START PROVIDED DATA
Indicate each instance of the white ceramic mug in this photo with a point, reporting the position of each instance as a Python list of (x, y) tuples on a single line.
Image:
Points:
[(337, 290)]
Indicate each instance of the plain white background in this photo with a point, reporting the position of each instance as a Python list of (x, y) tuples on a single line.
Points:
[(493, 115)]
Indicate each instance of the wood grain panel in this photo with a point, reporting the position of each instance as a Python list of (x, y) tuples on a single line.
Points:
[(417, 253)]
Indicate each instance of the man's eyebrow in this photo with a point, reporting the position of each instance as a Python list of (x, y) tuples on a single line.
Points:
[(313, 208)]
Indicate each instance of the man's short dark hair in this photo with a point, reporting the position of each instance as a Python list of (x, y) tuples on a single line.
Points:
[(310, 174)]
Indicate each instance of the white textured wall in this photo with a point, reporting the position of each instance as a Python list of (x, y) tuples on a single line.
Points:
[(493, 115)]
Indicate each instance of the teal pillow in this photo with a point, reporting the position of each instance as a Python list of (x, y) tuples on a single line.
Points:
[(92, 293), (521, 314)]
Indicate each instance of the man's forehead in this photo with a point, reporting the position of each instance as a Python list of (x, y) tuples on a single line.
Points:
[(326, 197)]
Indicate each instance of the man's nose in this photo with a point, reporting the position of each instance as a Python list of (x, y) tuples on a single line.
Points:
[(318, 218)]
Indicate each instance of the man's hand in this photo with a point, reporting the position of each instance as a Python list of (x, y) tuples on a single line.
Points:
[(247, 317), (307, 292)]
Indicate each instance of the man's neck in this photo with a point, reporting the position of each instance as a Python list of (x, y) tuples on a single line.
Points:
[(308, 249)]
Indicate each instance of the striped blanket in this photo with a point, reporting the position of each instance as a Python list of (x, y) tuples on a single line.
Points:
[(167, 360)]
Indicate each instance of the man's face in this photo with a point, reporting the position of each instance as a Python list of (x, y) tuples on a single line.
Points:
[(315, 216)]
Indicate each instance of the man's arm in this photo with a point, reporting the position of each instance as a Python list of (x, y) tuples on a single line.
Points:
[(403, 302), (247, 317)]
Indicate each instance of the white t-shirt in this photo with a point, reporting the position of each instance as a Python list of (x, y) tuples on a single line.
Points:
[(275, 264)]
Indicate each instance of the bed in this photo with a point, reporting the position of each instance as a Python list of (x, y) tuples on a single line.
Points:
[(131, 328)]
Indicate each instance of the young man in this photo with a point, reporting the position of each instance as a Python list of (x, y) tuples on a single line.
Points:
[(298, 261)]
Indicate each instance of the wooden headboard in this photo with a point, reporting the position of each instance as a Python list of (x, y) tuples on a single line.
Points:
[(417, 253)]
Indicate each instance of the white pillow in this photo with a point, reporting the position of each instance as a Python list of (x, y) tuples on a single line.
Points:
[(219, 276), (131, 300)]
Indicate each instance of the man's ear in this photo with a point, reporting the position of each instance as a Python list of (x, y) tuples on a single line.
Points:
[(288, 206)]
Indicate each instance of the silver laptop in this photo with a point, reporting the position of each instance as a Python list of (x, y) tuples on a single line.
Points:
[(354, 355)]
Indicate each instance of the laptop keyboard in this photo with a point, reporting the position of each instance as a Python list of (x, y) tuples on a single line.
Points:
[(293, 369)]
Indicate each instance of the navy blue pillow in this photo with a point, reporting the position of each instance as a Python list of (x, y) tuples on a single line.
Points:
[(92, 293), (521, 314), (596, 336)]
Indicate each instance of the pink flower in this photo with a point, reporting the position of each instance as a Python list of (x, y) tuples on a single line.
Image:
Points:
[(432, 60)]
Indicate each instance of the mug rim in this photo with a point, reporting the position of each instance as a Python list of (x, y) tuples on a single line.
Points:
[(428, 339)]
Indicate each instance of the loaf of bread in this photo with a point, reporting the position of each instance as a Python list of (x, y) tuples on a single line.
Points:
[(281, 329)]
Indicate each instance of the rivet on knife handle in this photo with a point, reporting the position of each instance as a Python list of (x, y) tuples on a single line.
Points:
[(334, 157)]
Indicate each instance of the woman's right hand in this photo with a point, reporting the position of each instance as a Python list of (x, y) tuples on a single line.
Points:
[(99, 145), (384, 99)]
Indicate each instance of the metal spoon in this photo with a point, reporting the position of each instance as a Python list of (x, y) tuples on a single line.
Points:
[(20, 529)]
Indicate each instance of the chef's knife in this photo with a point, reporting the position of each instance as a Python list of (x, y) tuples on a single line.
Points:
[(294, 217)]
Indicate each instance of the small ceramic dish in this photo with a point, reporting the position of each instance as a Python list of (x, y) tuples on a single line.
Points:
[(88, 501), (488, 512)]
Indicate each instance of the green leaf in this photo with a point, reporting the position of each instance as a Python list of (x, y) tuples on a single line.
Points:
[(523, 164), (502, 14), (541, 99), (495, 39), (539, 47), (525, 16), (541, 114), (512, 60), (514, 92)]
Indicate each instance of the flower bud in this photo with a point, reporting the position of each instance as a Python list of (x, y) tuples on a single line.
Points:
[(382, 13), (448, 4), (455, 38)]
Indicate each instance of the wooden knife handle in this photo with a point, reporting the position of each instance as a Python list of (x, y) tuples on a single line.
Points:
END PROVIDED DATA
• EXERCISE DIRECTIONS
Pick every line containing the word "laptop" out of the material, and copy those lines.

• EXERCISE RESULT
Indicate each instance of the silver laptop in this photo with a point, reporting the position of each instance as a Python list of (x, y) tuples on a single line.
Indicate each instance of the laptop keyboard in this photo with a point, reporting the position of each instance as a Python list of (x, y) tuples on a single line.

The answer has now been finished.